[start]
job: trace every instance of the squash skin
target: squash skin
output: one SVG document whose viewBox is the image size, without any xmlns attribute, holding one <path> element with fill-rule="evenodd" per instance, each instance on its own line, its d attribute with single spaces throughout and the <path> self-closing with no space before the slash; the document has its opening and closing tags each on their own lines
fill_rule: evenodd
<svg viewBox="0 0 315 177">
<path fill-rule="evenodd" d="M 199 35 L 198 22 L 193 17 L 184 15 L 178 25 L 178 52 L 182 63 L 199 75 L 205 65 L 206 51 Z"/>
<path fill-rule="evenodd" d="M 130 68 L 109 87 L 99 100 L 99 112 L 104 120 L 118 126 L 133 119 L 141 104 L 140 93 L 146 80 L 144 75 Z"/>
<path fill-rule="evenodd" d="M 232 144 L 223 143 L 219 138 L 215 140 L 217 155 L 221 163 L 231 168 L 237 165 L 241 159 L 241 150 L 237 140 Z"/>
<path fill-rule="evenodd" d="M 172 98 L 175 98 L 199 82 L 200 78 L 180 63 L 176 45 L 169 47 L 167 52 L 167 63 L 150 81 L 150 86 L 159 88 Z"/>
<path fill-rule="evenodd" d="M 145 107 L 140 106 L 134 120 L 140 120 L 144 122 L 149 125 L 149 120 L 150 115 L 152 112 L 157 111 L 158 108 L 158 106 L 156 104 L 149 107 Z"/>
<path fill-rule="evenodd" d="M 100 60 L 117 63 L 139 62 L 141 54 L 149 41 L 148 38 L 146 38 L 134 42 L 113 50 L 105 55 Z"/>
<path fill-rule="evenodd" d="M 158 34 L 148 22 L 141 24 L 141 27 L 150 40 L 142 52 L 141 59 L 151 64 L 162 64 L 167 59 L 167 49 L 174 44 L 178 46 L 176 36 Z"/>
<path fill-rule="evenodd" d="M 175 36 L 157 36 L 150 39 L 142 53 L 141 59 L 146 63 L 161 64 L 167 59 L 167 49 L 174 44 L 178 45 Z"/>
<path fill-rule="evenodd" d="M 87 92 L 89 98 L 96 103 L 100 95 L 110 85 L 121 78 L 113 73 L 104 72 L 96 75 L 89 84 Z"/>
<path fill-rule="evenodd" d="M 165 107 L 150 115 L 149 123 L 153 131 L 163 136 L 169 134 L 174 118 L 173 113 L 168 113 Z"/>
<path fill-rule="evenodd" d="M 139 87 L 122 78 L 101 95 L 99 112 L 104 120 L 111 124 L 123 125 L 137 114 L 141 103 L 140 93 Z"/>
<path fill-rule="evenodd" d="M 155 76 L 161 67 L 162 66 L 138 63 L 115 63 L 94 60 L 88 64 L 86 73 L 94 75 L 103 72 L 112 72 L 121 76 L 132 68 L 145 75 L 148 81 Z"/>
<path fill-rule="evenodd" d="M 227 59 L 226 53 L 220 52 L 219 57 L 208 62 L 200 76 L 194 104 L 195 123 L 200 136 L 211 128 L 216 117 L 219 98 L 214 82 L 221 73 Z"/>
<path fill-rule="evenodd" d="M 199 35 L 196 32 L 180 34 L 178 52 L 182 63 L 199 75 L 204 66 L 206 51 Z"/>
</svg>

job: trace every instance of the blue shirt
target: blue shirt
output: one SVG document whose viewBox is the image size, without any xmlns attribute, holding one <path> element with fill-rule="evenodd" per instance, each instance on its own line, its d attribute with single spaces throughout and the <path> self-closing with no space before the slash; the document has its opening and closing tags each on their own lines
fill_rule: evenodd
[end]
[start]
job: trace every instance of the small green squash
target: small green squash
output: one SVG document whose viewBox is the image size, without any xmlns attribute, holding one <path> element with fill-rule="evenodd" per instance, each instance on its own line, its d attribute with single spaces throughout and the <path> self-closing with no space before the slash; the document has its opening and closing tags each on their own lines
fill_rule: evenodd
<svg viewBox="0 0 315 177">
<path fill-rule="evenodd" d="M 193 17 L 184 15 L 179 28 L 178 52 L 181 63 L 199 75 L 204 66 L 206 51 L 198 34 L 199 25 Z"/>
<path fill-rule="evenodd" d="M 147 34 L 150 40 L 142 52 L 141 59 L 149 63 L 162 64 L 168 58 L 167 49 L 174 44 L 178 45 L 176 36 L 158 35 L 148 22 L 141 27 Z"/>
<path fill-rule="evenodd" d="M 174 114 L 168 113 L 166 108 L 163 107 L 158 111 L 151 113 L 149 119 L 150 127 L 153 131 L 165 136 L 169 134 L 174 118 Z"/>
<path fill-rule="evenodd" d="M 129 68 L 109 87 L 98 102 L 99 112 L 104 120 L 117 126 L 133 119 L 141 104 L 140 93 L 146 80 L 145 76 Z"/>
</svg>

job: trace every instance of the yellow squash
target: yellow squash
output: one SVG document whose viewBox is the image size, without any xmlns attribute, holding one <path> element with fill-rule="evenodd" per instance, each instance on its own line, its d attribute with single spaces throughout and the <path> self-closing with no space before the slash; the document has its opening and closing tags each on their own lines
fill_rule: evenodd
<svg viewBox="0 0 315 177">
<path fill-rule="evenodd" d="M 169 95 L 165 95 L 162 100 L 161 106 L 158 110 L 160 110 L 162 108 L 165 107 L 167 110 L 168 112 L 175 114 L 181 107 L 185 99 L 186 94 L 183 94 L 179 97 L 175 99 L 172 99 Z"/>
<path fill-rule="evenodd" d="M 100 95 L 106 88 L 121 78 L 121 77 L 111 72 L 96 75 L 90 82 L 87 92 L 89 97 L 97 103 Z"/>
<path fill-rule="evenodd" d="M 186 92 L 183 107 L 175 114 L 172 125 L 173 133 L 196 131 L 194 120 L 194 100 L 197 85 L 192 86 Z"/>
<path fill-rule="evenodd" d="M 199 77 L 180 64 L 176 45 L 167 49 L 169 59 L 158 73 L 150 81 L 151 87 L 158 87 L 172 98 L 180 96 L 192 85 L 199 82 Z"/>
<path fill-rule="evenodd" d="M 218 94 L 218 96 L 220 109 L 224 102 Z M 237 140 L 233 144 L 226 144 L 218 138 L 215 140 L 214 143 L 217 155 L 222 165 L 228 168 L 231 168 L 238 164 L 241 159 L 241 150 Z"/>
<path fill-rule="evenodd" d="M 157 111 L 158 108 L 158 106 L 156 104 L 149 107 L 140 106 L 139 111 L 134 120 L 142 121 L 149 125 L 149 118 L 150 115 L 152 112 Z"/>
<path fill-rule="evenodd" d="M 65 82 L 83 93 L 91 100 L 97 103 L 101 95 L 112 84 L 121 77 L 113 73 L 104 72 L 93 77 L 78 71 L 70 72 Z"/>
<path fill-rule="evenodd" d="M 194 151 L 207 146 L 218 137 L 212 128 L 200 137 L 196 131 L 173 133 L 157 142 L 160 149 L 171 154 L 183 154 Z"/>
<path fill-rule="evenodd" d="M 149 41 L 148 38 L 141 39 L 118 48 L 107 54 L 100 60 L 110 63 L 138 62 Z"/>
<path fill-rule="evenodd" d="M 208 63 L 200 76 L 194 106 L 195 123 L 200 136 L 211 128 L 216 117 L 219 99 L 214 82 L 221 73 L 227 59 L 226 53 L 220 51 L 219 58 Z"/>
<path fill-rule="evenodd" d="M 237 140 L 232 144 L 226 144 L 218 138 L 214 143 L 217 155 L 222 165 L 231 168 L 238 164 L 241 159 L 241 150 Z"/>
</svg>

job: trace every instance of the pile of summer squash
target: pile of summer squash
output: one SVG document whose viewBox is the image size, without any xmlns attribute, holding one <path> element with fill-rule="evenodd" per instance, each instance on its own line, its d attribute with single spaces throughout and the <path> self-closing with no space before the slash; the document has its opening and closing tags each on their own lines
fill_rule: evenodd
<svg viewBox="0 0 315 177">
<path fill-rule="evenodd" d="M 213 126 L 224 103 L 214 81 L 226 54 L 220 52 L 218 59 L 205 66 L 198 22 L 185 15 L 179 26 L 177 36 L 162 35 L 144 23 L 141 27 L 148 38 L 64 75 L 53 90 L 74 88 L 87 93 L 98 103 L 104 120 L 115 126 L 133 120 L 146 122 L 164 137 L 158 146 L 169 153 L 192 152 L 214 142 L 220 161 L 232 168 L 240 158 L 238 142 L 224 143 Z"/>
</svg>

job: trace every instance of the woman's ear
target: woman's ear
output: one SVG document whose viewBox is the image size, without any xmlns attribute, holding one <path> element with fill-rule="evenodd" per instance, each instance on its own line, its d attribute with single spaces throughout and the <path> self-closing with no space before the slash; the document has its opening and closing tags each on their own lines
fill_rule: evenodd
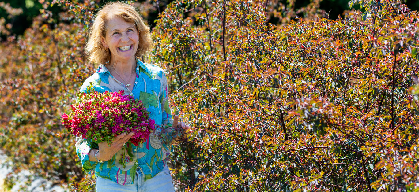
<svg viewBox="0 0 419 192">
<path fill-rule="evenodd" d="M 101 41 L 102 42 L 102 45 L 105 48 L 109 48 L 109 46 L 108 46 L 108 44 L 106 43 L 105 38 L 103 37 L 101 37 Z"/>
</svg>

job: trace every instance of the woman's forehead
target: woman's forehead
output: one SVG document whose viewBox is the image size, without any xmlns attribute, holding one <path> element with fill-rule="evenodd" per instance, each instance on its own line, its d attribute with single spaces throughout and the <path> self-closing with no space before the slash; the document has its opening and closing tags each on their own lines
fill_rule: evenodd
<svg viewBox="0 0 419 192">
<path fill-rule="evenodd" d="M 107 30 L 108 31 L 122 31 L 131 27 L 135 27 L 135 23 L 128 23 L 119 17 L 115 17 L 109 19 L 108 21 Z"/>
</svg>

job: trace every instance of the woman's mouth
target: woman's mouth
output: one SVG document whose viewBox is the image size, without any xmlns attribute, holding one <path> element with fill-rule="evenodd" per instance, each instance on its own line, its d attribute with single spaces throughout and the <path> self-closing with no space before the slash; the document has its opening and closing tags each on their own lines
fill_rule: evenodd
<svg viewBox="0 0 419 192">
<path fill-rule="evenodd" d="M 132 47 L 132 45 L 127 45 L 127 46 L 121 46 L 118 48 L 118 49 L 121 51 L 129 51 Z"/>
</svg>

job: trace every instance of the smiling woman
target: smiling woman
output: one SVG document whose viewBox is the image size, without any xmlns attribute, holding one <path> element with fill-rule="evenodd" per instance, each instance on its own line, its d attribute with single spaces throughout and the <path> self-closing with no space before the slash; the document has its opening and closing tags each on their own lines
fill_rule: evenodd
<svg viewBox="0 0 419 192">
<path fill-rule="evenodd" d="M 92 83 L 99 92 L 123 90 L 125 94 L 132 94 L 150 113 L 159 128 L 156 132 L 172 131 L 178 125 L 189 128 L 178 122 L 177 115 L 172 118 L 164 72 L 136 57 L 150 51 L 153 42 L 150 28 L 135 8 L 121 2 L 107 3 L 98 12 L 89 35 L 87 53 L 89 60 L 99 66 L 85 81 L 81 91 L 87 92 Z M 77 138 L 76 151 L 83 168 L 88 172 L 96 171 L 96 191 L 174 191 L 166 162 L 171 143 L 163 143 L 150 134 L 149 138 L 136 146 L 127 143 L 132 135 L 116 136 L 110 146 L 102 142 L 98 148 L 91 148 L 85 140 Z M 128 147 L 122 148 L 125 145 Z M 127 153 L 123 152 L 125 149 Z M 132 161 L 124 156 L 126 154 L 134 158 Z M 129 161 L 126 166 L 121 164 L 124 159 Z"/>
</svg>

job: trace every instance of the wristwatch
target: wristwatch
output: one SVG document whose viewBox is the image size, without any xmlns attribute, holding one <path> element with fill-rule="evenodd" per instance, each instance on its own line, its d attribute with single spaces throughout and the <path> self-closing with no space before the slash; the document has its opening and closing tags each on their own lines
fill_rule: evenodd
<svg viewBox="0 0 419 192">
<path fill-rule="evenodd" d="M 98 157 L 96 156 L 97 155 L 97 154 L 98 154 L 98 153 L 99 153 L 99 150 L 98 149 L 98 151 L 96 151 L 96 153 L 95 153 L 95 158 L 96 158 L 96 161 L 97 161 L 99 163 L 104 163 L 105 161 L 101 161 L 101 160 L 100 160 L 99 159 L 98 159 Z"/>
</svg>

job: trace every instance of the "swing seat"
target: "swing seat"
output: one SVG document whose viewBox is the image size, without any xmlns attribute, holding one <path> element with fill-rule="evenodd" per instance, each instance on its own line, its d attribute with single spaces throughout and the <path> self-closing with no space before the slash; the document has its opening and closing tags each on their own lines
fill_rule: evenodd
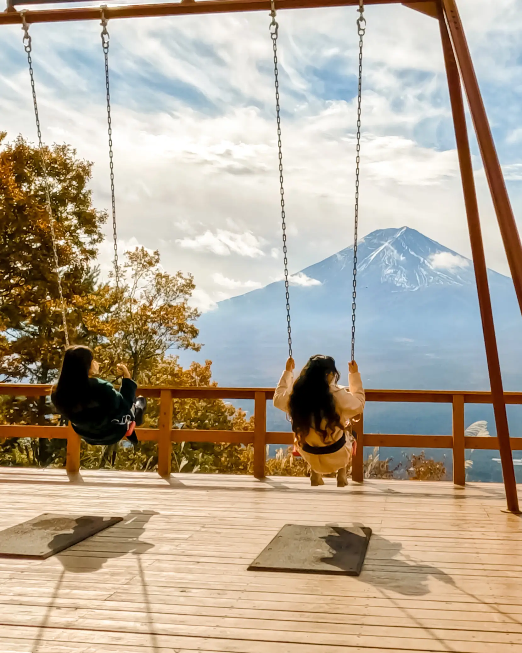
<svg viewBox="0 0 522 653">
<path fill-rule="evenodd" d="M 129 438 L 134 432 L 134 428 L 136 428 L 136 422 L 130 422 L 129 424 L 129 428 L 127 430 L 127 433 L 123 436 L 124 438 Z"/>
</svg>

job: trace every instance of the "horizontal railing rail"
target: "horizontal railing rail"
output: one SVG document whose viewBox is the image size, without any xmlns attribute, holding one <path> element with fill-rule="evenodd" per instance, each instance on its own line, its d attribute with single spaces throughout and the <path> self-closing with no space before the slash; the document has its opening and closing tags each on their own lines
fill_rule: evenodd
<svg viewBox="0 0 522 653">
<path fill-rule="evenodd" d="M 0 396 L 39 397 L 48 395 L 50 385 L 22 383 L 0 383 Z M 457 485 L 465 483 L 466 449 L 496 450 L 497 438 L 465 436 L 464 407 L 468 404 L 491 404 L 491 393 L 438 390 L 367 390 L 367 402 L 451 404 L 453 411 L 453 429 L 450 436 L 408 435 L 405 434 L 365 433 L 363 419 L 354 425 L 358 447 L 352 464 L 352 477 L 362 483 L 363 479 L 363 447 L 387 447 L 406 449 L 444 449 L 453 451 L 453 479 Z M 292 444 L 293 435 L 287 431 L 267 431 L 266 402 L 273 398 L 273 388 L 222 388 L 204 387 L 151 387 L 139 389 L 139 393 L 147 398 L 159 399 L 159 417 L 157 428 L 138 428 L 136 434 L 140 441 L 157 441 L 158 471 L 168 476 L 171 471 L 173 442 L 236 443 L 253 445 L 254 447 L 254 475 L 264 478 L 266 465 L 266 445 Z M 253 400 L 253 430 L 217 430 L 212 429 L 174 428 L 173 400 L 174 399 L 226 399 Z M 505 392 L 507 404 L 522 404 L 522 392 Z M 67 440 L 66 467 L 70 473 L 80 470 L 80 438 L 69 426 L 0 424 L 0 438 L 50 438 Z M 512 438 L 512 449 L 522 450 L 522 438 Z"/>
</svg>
[end]
Rewrite the lines above, starting at the line that contains "job: trace every instance of the squash skin" and ending at the line that contains "130 68 L 109", with "squash skin" replaced by "squash rind" and everything else left unchanged.

WORKED SOLUTION
job: trace every instance of the squash rind
target: squash rind
output: one SVG document whose viewBox is the image size, without any xmlns attribute, holding one <path> element with fill-rule="evenodd" per instance, each instance on its own line, its d attribute with single spaces throughout and the <path> self-closing with no space before the slash; the document has its opening and closing tags each on their own lines
fill_rule: evenodd
<svg viewBox="0 0 315 177">
<path fill-rule="evenodd" d="M 199 35 L 198 22 L 193 17 L 184 15 L 178 25 L 178 52 L 182 63 L 199 75 L 205 65 L 206 51 Z"/>
<path fill-rule="evenodd" d="M 130 68 L 109 87 L 99 100 L 99 112 L 104 120 L 118 126 L 133 119 L 141 104 L 140 93 L 146 80 L 144 75 Z"/>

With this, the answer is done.